THE PROBLEM: Print out all of the items below, keeping every character the same.

(Boundary labeling items)
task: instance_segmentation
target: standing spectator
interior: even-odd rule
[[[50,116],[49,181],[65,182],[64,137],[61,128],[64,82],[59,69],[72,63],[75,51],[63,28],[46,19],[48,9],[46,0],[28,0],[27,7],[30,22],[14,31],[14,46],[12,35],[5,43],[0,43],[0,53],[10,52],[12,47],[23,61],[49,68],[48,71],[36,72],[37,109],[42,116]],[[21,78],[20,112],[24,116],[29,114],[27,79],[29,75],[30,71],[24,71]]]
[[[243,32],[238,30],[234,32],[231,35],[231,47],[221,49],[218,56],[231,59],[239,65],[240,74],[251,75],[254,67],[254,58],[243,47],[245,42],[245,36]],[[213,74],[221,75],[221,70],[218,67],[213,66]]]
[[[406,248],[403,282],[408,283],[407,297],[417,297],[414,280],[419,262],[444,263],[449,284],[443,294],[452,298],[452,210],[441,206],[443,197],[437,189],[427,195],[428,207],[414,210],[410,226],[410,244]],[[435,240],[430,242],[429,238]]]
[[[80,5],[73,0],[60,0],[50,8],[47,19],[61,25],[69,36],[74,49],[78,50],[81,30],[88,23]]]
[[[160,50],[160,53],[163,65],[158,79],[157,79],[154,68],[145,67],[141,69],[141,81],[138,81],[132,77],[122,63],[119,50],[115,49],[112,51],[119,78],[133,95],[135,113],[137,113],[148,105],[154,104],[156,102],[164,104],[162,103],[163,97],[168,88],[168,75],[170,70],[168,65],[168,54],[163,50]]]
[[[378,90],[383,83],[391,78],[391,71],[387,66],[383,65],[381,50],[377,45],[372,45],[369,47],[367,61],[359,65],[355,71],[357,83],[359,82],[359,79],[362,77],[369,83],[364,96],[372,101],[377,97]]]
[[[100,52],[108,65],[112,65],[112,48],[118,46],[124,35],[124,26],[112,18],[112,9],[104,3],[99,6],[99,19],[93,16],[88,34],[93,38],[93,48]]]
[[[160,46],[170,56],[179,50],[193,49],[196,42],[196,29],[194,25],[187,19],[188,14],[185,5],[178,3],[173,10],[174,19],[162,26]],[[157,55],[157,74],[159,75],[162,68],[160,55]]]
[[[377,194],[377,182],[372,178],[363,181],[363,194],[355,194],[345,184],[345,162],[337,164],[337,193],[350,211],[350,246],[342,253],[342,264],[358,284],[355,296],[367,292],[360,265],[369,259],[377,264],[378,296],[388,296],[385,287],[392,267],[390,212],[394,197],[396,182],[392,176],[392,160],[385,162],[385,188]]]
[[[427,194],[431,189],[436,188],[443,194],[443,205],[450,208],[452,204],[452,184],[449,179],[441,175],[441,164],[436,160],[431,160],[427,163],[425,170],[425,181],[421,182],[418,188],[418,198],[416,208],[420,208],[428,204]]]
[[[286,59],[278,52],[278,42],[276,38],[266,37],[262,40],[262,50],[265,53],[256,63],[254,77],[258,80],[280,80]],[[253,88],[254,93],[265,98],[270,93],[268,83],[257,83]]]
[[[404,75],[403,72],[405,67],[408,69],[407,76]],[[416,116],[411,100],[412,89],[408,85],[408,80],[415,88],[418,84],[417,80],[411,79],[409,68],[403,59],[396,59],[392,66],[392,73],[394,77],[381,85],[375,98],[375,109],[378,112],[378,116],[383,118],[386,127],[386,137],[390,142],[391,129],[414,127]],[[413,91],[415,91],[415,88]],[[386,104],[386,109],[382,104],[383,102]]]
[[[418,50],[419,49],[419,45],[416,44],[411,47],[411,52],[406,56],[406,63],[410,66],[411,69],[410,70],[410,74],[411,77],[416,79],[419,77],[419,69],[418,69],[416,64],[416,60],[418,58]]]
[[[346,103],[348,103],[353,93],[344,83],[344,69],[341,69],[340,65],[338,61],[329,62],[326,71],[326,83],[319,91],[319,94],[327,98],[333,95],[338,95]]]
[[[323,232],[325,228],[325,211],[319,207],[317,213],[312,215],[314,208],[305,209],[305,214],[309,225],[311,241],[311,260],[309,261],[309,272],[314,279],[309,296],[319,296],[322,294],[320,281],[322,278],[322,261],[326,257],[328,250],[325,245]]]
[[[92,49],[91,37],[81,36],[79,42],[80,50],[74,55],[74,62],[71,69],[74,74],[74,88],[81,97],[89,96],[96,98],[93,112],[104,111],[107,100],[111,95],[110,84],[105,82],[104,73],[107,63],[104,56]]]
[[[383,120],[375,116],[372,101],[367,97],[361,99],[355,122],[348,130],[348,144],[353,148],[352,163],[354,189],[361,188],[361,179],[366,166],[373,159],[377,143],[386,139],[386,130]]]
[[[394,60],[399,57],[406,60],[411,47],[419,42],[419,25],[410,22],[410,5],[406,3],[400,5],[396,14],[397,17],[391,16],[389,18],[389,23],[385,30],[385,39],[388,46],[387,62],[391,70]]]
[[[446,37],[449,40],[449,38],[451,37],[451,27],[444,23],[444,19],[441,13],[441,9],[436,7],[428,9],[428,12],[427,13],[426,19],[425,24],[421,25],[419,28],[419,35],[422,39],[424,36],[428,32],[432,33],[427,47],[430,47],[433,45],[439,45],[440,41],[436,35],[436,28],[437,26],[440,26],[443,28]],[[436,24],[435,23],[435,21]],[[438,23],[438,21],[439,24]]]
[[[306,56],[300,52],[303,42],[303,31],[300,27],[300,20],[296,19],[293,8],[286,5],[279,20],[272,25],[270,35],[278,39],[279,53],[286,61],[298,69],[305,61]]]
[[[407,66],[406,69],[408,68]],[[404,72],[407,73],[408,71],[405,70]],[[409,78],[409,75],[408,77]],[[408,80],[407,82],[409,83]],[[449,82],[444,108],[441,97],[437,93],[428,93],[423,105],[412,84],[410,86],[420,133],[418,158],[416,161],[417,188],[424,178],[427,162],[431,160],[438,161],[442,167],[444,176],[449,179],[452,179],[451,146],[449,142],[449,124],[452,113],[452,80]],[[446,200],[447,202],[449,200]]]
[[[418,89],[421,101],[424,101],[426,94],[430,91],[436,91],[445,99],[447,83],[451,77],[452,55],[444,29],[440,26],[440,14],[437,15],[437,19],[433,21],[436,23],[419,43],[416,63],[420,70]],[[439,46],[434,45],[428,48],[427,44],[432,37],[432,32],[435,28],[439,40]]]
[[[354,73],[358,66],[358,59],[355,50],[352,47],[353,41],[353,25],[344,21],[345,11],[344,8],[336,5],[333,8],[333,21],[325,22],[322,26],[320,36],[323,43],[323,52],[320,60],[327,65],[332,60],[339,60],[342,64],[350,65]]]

EXPECTED ANSWER:
task: instance_segmentation
target: standing spectator
interior: even-odd rule
[[[50,116],[49,181],[65,182],[64,137],[61,128],[64,82],[59,69],[72,63],[75,51],[63,28],[46,19],[48,9],[46,0],[28,0],[27,7],[30,22],[14,31],[14,46],[12,35],[5,43],[0,43],[0,53],[10,52],[12,47],[23,61],[49,68],[48,71],[36,72],[37,109],[42,116]],[[21,78],[20,112],[24,116],[29,114],[27,79],[29,75],[30,71],[24,71]]]
[[[243,32],[238,30],[234,32],[231,35],[231,47],[221,49],[218,56],[231,59],[239,65],[240,74],[251,75],[254,67],[254,58],[243,47],[245,42],[245,36]],[[213,74],[221,75],[221,70],[218,67],[213,66]]]
[[[406,248],[403,282],[408,283],[407,297],[417,297],[414,280],[419,262],[444,263],[449,284],[443,294],[452,298],[452,210],[441,206],[443,197],[437,189],[427,195],[428,207],[414,210],[410,226],[410,244]],[[435,240],[430,242],[429,238]]]
[[[80,5],[73,0],[60,0],[50,8],[47,19],[61,25],[69,36],[74,49],[78,50],[81,30],[88,23]]]
[[[160,50],[160,53],[163,65],[158,79],[157,79],[154,68],[145,67],[141,69],[141,81],[138,81],[132,77],[122,63],[119,50],[115,49],[112,51],[119,78],[133,95],[135,113],[137,113],[148,105],[154,104],[156,102],[164,104],[162,103],[163,97],[168,88],[168,75],[170,70],[168,65],[168,54],[163,50]]]
[[[378,90],[383,83],[391,78],[391,71],[387,66],[383,65],[381,50],[377,45],[372,45],[369,47],[367,61],[359,65],[355,71],[357,83],[359,82],[359,79],[362,77],[369,83],[364,96],[372,101],[377,97]]]
[[[100,52],[108,65],[112,65],[112,48],[118,46],[124,35],[124,26],[112,18],[112,9],[104,3],[99,6],[99,19],[93,16],[88,34],[93,38],[93,48]]]
[[[160,46],[170,56],[179,50],[193,49],[196,42],[196,29],[194,25],[187,19],[188,14],[185,5],[178,3],[173,10],[174,19],[162,26]],[[157,55],[157,74],[159,75],[162,68],[160,55]]]
[[[377,194],[377,182],[372,178],[363,181],[363,194],[355,194],[345,184],[345,162],[337,164],[337,193],[350,211],[350,246],[342,253],[342,264],[358,284],[355,296],[367,292],[360,265],[369,259],[377,264],[378,296],[388,296],[385,287],[392,267],[390,212],[394,197],[396,182],[392,176],[392,160],[385,162],[385,188]]]
[[[427,194],[431,189],[436,188],[443,194],[443,205],[450,208],[452,204],[452,184],[449,179],[441,175],[441,164],[436,160],[431,160],[427,163],[425,170],[425,181],[421,182],[418,188],[418,198],[416,208],[420,208],[428,204]]]
[[[286,59],[278,52],[278,42],[276,38],[266,37],[262,40],[262,50],[265,53],[256,63],[254,77],[258,80],[280,80]],[[253,88],[254,93],[265,98],[270,93],[268,83],[257,83]]]
[[[404,75],[403,72],[405,67],[408,69],[407,76]],[[416,116],[411,100],[412,89],[408,85],[408,80],[415,88],[418,84],[417,80],[411,79],[409,68],[403,59],[396,59],[392,66],[392,73],[394,77],[381,85],[375,98],[375,109],[378,112],[378,116],[383,118],[386,127],[386,137],[390,142],[391,129],[414,127]],[[413,91],[415,91],[415,88]],[[386,104],[386,109],[382,104],[383,102]]]
[[[418,50],[419,49],[419,45],[416,44],[411,47],[411,52],[406,56],[406,63],[410,66],[411,69],[410,70],[410,74],[411,77],[416,79],[419,77],[419,69],[418,69],[416,64],[416,60],[418,58]]]
[[[346,103],[348,103],[353,93],[344,83],[344,69],[341,69],[340,65],[338,61],[329,62],[326,71],[326,83],[319,91],[319,94],[327,98],[333,95],[338,95]]]
[[[323,232],[325,228],[325,211],[319,207],[317,213],[312,215],[314,208],[305,209],[305,214],[309,225],[311,241],[311,260],[309,261],[309,272],[314,279],[309,296],[319,296],[322,294],[320,281],[322,278],[322,261],[326,257],[328,250],[325,245]]]
[[[92,49],[91,37],[81,36],[79,42],[80,50],[74,55],[74,62],[71,69],[74,74],[74,88],[81,97],[89,96],[96,98],[93,112],[104,111],[107,100],[111,95],[110,84],[105,82],[104,73],[107,63],[104,56]]]
[[[383,120],[375,116],[372,101],[367,97],[361,99],[355,122],[348,130],[348,144],[353,148],[352,163],[354,189],[361,188],[361,179],[366,166],[373,159],[377,143],[386,139],[386,130]]]
[[[394,60],[399,57],[406,60],[411,47],[419,42],[419,25],[410,22],[410,5],[406,3],[400,5],[396,14],[397,17],[391,16],[389,18],[389,23],[385,30],[385,39],[388,46],[387,62],[391,70]]]
[[[446,37],[449,40],[449,38],[451,37],[451,27],[444,23],[444,19],[441,13],[441,9],[436,7],[428,9],[428,12],[427,13],[426,19],[425,24],[421,25],[419,28],[419,35],[422,39],[424,36],[428,32],[432,33],[427,47],[430,47],[433,45],[439,45],[440,41],[436,35],[436,28],[437,26],[440,26],[443,28]],[[436,24],[435,23],[435,21]],[[438,23],[438,21],[439,24]]]
[[[306,56],[300,52],[303,42],[303,31],[300,27],[300,20],[296,19],[293,8],[286,5],[279,20],[272,25],[270,35],[278,39],[279,53],[286,61],[298,69],[305,61]]]
[[[407,66],[406,69],[408,68]],[[404,72],[407,73],[408,71],[405,70]],[[409,78],[409,75],[408,77]],[[408,80],[407,82],[409,83]],[[449,82],[444,108],[441,97],[437,93],[428,93],[423,105],[412,84],[410,86],[420,133],[418,158],[416,161],[417,188],[424,178],[427,162],[431,160],[438,161],[442,167],[444,176],[449,179],[452,179],[451,146],[449,142],[449,124],[452,113],[452,80]],[[446,200],[447,202],[449,200]]]
[[[418,89],[421,101],[424,101],[426,94],[430,91],[436,91],[445,99],[447,83],[451,77],[452,55],[444,29],[440,26],[440,14],[437,15],[437,19],[433,21],[436,23],[419,43],[416,63],[420,70]],[[439,46],[434,45],[428,48],[427,44],[432,37],[432,32],[435,28],[439,40]]]
[[[354,73],[358,66],[358,59],[355,50],[352,47],[353,41],[353,25],[344,21],[345,11],[344,8],[336,5],[333,8],[333,21],[325,22],[322,26],[320,36],[323,43],[323,52],[320,60],[327,65],[332,60],[339,60],[342,64],[350,65]]]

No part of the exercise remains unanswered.